## PROBLEM A
In the hosting discussion, what does Wayne say he is a big believer in?
## PROBLEM B
Please carry on the hosting discussion, picking up after its final comment.

I think Alex is directionally correct. We are going to see more and more companies build and host their web apps on someone else’s infrastructure. It’s not going to happen overnight because I’ve never met a more control oriented group than software engineers. But it will happen and in the long run we’ll all be better off because of it.

#VC & Technology

Comments (Archived):

John Feb 19, 2008

While I’d agree that Alex is right. The counter argument is that when it does break no one else is as motivated to fix it as you are, so the question “How can I possibly rely on these guys?” should really be “How can I make sure these guys are reliable” and you should then ask “What if these guys let me down”.
1. WayneMulligan Feb 19, 2008
  
  Hey John,I think the way to look at this is: “What’s the difference between Amazon going down and RackSapce going down?”. They were both down for a few hours over the last 4 months, nobody seemed to go, “OMG, how can I rely on RackSpace, I’m ditching this solution for Cloud Computing!”, but yet, when Amazon went down last week I can’t begin to tell you how many people msg’d me going, “See, Amazon’s solution sucks”.Alex makes a very good point – what makes you, me or any other entrepreneur think they can write a better solution than Amazon or Joyent?I’m a big believer in specialization of labor – perform the tasks that you have a comparative advantage at and outsource the rest (assuming it’s a commoditized process – and I truly feel that LAMP stack hosting is).Just my two pennies.-Wayne
  1. John Feb 19, 2008
    
    Wayne,Yes he makes a good point – which is why I agreed.However when “outsourcing the rest” it’s not just a question of if their technology is good (it probably is otherwise you wouldn’t be outsourcing to them), you also need to factor in the additional risks you are now exposed to; for example, if your supplier has a problem are you important enough to them that they’ll care about it, what if your supplier goes out of business, what if your supplier decides to stop offering the service, what if your supplier is taken over by a competitor of yours. What if your supplier suddenly increases their price.None may be likely, but you’d be a fool not to consider the risks.Regards, John
Dan Cornish Feb 19, 2008

I agree except that many new services depend on technologies that Amazon or others do not provide. How do you get around that problem.

## Stored items from a collection
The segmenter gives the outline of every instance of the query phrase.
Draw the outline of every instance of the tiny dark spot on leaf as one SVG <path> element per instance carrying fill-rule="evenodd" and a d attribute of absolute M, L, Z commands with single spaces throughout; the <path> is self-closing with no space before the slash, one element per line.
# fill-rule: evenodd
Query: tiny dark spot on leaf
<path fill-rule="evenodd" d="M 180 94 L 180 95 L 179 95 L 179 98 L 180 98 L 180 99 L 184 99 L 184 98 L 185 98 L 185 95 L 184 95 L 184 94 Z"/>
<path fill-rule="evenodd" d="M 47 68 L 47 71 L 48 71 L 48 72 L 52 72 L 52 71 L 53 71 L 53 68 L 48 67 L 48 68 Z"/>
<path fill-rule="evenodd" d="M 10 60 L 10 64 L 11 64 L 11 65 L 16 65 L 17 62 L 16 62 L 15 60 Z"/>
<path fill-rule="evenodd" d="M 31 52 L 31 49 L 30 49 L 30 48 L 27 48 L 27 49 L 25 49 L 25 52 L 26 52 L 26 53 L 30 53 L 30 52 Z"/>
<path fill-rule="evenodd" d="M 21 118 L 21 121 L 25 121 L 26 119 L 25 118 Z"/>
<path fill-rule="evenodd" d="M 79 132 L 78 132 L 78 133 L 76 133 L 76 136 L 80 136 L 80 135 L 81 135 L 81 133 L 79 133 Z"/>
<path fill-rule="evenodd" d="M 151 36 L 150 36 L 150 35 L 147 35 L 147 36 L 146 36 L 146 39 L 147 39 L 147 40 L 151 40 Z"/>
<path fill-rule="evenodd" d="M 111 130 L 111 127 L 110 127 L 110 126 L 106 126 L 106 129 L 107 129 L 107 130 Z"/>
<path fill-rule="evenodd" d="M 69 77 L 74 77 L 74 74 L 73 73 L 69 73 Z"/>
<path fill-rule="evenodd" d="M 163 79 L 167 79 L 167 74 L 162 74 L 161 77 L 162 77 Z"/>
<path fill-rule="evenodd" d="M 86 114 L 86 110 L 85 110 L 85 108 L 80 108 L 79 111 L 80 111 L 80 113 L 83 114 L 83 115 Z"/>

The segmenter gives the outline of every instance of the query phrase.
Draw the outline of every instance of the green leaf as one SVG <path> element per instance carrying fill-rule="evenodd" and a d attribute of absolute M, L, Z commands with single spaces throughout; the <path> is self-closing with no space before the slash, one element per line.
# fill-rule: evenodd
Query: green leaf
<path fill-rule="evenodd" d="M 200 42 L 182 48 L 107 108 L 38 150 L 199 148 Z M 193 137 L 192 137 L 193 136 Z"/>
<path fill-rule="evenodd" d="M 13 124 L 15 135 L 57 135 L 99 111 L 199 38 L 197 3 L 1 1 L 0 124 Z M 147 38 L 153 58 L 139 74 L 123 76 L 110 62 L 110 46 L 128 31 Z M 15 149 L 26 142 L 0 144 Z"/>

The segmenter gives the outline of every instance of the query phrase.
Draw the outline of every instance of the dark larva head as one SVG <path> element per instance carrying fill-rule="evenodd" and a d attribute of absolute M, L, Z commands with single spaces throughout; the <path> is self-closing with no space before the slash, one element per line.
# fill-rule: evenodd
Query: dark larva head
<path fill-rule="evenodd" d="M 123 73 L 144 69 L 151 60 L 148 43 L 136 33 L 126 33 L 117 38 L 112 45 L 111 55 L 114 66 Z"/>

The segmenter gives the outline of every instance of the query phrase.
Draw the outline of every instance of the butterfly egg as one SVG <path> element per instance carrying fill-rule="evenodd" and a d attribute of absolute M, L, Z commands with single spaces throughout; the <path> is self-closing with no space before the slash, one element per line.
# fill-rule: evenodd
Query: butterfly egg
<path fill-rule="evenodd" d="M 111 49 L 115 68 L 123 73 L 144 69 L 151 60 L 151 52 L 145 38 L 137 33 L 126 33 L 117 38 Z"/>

## EXERCISE ANSWER A
Specialization of labor.

## EXERCISE ANSWER B
WayneMulligan Feb 19, 2008

FYI: Anyone interested in EC2/S3 but wrestling with scaling, backup and redundancy issues, take a look at RightScale. I haven’t used them yet but I’m currently evaluating them along with several other cloud computing solutions.
nickdavis Feb 19, 2008

So true. Our time is much better spent on dealing with Black Swan events rather than preventing Black Swan events. By their very nature, they are going to happen. And they will happen in some area we weren’t thinking about.So write your apps so that they fail gracefully, because they will fail. And take a deep breath. And maybe be thankful for the amount of time that S3 stays up!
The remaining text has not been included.